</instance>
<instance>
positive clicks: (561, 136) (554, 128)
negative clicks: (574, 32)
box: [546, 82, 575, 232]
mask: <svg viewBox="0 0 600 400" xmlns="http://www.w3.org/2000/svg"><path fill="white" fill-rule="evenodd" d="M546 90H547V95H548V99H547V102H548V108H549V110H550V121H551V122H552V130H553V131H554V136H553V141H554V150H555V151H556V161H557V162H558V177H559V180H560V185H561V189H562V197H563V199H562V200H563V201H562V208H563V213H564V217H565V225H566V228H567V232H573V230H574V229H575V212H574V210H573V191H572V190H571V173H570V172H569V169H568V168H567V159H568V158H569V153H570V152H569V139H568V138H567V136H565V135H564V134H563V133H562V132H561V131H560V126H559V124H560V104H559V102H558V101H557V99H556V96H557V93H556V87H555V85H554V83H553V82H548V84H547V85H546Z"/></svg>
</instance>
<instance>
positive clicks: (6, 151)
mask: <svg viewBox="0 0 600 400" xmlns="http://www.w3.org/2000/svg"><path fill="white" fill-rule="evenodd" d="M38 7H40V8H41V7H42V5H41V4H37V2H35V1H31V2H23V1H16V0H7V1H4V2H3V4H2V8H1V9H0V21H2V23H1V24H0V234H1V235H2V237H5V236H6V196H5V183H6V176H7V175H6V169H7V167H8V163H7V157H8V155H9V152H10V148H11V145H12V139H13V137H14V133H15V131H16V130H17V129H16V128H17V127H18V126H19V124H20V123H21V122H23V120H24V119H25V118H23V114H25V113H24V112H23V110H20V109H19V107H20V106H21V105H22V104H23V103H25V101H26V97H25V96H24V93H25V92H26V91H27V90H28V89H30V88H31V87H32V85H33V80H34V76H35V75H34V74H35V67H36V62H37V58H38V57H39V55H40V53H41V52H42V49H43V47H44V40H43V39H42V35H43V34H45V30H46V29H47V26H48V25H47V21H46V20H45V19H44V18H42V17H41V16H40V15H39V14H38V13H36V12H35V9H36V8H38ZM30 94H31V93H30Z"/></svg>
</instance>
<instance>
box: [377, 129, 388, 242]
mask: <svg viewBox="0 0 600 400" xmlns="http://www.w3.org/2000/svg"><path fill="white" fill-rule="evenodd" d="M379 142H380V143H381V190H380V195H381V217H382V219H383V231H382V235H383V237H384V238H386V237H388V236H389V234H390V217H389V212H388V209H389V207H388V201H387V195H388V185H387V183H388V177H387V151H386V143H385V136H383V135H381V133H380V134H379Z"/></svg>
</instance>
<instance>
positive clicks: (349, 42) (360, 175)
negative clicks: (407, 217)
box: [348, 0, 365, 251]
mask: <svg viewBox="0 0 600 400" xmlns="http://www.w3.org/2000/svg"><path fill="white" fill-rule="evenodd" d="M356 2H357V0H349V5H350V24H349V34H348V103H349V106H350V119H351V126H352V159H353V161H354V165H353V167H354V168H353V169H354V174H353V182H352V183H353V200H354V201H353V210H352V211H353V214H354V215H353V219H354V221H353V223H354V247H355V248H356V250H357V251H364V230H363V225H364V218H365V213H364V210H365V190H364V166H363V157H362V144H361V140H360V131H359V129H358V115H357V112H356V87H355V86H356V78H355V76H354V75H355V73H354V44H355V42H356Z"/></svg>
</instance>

* * *

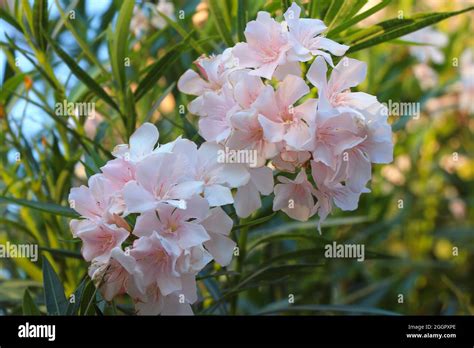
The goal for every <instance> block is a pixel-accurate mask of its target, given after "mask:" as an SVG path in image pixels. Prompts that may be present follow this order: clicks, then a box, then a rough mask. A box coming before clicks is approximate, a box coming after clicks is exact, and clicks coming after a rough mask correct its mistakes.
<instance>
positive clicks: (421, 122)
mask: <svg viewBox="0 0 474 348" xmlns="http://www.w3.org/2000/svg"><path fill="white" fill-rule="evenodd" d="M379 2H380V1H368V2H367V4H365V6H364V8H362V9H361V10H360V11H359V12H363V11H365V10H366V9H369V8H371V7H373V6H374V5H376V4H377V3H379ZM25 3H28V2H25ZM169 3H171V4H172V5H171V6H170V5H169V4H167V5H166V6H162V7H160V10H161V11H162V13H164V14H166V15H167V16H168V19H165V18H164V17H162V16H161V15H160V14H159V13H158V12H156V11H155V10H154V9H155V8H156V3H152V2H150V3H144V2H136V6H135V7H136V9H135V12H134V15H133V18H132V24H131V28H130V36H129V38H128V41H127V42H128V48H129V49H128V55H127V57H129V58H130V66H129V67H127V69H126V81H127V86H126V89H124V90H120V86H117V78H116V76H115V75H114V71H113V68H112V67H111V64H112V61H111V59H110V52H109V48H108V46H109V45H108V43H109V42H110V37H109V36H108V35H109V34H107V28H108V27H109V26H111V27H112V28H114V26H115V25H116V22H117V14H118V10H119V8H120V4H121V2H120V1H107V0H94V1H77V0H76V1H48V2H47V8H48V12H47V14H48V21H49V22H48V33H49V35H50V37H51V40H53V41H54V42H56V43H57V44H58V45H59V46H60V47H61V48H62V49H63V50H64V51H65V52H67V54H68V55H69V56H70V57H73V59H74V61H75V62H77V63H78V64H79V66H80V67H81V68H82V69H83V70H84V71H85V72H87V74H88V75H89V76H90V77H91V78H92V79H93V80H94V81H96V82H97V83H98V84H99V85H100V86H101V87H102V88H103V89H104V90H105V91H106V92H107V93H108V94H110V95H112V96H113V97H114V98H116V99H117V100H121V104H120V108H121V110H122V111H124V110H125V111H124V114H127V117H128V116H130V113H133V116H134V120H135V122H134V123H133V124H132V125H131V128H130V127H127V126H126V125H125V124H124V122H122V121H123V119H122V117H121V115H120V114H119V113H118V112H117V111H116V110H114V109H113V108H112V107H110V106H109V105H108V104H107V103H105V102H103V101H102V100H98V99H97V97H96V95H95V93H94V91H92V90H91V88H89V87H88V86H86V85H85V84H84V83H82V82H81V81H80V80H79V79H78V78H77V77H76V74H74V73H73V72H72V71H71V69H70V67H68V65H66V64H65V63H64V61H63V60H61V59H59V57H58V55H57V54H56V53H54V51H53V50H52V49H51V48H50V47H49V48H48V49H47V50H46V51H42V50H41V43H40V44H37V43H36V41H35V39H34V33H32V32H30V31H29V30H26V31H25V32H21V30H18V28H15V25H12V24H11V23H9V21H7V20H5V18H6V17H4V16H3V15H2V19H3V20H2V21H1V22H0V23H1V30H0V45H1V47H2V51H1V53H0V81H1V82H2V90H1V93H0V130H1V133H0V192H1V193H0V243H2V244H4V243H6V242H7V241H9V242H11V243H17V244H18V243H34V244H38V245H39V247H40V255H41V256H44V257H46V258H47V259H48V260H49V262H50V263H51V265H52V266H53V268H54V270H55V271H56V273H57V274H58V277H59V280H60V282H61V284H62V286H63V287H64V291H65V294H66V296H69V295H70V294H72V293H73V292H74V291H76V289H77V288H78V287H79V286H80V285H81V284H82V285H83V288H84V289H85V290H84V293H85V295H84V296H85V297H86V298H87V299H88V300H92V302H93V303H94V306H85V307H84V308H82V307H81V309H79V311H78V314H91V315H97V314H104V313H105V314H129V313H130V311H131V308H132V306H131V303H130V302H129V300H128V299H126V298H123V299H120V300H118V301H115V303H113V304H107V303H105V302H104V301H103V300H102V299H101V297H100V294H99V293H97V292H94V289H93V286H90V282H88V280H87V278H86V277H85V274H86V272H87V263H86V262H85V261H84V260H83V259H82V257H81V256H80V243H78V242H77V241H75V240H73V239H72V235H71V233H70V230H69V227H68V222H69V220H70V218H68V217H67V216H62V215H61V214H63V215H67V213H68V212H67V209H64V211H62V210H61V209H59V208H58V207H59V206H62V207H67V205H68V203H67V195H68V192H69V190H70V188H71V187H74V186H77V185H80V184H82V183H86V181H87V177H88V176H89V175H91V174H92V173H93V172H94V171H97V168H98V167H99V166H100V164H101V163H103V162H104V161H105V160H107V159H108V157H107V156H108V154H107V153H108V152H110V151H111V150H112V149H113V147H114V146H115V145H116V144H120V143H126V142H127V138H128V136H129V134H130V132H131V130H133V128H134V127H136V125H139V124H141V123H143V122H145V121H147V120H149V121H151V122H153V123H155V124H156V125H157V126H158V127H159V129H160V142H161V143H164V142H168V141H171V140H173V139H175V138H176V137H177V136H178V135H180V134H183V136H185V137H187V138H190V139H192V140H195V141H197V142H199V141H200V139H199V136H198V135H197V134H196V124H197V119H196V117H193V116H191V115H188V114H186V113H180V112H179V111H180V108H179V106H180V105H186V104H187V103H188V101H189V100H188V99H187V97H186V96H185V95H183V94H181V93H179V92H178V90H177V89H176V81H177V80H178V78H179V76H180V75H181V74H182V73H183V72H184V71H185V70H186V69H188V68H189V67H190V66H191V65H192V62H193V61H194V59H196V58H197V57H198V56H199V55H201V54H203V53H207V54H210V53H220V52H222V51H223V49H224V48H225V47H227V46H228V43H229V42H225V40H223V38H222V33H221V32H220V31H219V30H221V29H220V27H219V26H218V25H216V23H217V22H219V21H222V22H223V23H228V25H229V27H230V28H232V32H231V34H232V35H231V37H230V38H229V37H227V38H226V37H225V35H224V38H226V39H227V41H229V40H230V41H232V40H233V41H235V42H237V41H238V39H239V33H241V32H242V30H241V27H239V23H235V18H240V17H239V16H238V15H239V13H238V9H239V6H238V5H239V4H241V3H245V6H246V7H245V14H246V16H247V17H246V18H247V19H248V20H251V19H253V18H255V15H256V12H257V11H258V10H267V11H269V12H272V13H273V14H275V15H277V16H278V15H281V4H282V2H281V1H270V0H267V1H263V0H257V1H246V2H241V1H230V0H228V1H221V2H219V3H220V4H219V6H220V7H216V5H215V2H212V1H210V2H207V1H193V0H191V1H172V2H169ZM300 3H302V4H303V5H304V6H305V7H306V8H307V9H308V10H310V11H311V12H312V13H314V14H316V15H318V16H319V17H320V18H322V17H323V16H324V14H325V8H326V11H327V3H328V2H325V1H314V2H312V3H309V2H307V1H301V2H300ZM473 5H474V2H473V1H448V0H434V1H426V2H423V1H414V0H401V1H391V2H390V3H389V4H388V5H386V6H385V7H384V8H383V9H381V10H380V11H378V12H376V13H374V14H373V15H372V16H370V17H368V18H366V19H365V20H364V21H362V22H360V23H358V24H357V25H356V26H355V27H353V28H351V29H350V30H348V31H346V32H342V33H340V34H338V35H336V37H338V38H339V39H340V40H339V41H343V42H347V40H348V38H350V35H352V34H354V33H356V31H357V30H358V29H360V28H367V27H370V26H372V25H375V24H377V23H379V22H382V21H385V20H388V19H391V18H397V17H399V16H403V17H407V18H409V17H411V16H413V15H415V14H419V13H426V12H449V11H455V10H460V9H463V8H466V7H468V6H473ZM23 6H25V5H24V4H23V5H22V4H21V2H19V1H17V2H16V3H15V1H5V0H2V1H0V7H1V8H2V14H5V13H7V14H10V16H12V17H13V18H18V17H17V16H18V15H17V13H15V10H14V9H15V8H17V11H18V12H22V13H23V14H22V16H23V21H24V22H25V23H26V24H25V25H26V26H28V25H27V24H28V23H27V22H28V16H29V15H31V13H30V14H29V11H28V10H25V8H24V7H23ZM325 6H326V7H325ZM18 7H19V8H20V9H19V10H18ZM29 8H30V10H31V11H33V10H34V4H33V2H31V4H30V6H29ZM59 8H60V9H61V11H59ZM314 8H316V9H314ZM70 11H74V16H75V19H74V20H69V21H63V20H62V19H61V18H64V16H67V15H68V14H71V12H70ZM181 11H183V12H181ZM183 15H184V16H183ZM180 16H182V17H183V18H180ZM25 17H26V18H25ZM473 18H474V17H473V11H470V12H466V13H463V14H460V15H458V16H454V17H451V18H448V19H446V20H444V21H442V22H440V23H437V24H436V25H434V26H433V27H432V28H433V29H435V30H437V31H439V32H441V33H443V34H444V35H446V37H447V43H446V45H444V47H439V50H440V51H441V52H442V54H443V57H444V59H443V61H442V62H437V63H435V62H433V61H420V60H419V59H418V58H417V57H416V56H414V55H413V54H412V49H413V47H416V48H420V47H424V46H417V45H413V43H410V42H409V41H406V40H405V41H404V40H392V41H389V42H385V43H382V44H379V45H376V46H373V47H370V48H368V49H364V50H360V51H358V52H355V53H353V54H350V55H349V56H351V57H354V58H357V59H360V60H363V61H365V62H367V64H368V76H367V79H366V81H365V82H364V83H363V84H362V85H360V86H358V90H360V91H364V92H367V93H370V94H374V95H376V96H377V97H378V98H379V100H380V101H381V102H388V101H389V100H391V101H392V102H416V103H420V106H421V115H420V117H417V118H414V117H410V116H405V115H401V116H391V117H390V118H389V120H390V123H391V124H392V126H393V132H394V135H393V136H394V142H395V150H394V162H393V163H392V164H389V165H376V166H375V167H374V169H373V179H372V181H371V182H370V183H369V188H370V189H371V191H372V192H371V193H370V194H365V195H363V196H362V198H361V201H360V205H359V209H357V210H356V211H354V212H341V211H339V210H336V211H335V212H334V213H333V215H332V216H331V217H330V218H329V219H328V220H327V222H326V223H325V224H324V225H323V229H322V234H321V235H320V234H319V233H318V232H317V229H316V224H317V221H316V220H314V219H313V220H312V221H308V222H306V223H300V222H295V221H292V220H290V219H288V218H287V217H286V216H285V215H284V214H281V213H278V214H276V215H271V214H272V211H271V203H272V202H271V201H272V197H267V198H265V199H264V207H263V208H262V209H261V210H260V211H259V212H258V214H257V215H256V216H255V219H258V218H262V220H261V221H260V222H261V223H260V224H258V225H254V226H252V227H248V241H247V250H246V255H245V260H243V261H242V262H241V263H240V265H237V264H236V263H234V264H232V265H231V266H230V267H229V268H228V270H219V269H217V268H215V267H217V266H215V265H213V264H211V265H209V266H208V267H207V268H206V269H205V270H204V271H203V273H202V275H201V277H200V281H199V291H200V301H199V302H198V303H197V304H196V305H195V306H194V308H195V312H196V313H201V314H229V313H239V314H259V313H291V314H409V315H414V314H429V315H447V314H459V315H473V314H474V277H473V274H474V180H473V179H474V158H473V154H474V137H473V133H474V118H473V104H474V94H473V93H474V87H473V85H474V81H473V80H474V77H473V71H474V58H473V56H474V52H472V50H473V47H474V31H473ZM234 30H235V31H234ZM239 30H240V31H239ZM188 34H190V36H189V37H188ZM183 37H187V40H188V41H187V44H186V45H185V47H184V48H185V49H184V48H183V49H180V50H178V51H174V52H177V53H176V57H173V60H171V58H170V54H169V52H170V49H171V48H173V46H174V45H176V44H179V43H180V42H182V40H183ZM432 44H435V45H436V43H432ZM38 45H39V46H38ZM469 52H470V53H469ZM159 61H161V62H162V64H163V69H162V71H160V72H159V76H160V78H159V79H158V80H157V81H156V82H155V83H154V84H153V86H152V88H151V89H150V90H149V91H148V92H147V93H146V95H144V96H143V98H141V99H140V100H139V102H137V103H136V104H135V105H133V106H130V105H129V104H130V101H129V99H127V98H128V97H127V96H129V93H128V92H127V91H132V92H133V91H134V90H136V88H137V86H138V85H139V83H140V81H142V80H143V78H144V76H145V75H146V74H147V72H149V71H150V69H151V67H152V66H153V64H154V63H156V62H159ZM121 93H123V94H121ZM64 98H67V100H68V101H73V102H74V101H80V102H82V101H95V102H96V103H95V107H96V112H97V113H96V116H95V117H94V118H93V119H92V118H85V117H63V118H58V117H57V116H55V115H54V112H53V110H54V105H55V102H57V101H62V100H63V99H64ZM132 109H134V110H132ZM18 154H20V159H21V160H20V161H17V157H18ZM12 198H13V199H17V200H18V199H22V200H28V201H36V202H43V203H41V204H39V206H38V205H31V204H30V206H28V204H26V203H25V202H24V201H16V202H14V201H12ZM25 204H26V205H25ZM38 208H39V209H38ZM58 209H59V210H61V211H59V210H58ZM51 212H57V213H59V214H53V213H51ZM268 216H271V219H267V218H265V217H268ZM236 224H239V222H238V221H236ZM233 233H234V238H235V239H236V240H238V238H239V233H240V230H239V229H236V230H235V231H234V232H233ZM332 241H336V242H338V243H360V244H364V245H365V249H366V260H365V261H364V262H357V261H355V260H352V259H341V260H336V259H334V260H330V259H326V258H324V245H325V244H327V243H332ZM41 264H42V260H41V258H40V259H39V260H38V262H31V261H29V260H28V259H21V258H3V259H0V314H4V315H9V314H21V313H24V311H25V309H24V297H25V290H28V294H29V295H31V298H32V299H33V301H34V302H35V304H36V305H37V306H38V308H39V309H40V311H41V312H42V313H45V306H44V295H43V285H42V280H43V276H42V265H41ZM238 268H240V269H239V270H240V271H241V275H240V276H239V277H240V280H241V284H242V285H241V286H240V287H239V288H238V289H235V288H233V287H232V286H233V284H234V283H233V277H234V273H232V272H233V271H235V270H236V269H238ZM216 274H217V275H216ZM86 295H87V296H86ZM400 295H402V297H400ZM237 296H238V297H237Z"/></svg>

| THE TASK |
The answer should be all lines from the entries above that hold the word "positive".

| RESULT OF THE TASK |
positive clicks: (561, 136) (554, 128)
positive clicks: (6, 151)
positive clicks: (349, 42) (360, 175)
positive clicks: (421, 122)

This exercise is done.